- _PROVIDED PASSAGE_:
----
Under Article 9 "The Government of the Irish Free State agreed to pay to the British Government so much of the deficit of the Unemployment Fund of the United Kingdom as may be attributable to the Irish Free State on the basis of the relative proportions of the insured populations of the two countries as at 31st March, 1922, with interest thereon from that date." Does Ulster agree to pay that? Did the Northern Government agree to pay that? On the contrary, they received a huge subsidy to make their Unemployment Fund all right. What is fair treatment for the Six Counties is not equity for the Twenty-six Counties. I suppose we are always to adopt that attitude when our Ministers go to London. It is part of the London atmosphere of good-fellowship.

I dealt with Article 10 when dealing with the unruly interruptions of the President. Under Article 11 "The Irish Free State Government agreed to repay to the British Government 75 per cent. of the pensions and compensation allowances payable to ex-members of the R.I.C. under the Constabulary Acts, subject to the exception mentioned in Article 10 of the Articles of Agreement for a Treaty between Great Britain and Ireland." There is one slogan the President is very fond of, and that is, "England always honours her bond." Why does not England honour her bond with regard to the Royal Irish Constabulary? Why are we to pay part of the pensions? It has always been contended and admitted in this House that pensions are deferred pay. Therefore, why are we paying for the services of the R.I.C.? If I were to quote for the President the words of the late President Griffith, I suggest he would not accept them.
----
- _DATA SEGMENT_:

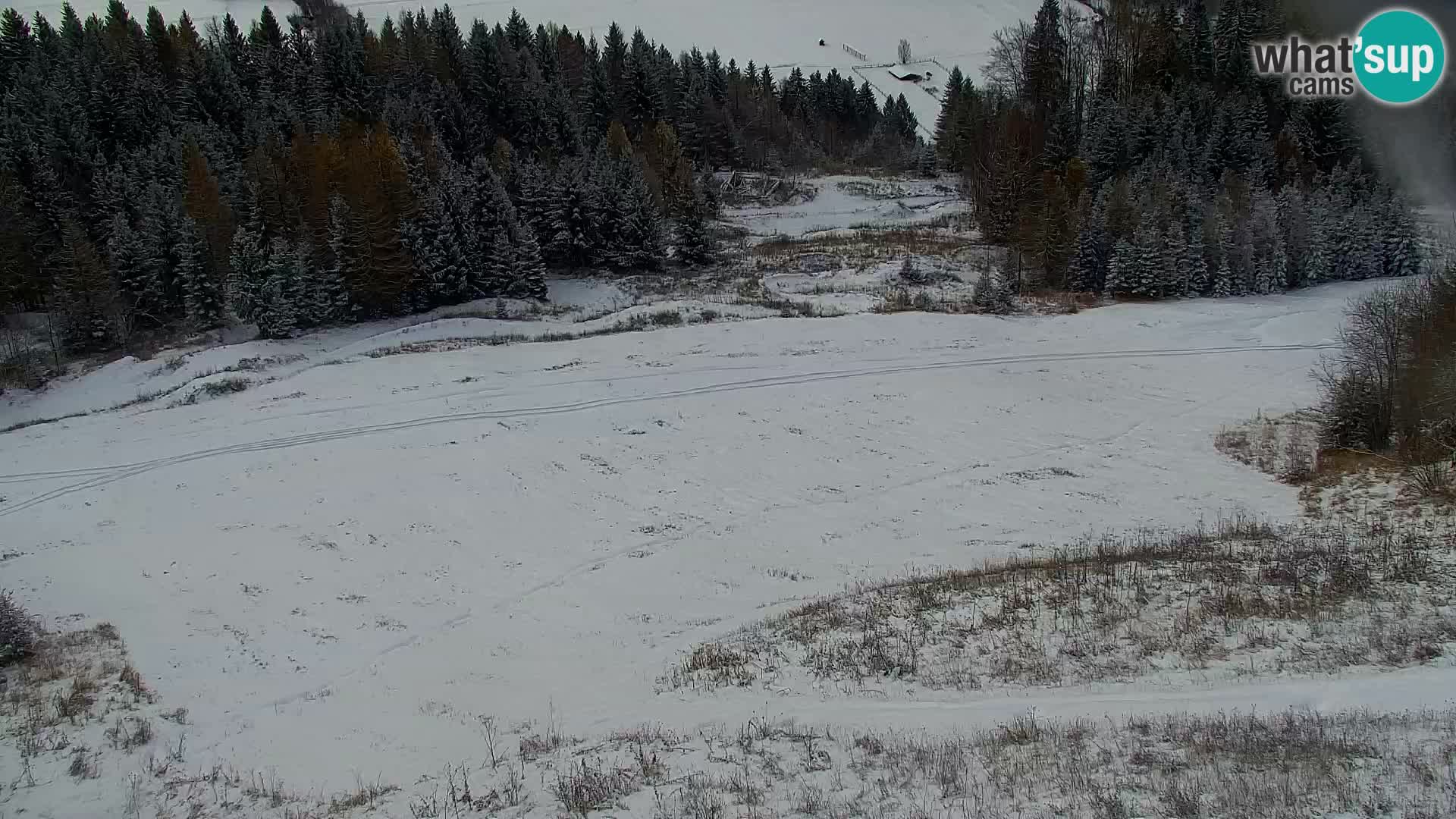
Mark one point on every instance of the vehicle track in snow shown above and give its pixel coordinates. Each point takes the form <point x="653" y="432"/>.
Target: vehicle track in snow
<point x="96" y="477"/>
----
- _WORK TO COMPLETE_:
From the speech on Articles 9 and 11:
(a) Under Article 9, as of what date were the relative proportions of the insured populations to be taken?
(b) Under Article 11, what percentage of the R.I.C. pensions and compensation allowances did the Irish Free State Government agree to repay?
(c) What slogan does the speaker say the President is very fond of?
Use only the speech, not the material.

- _COMPLETE ANSWER_:
(a) 31st March, 1922
(b) 75 per cent
(c) "England always honours her bond."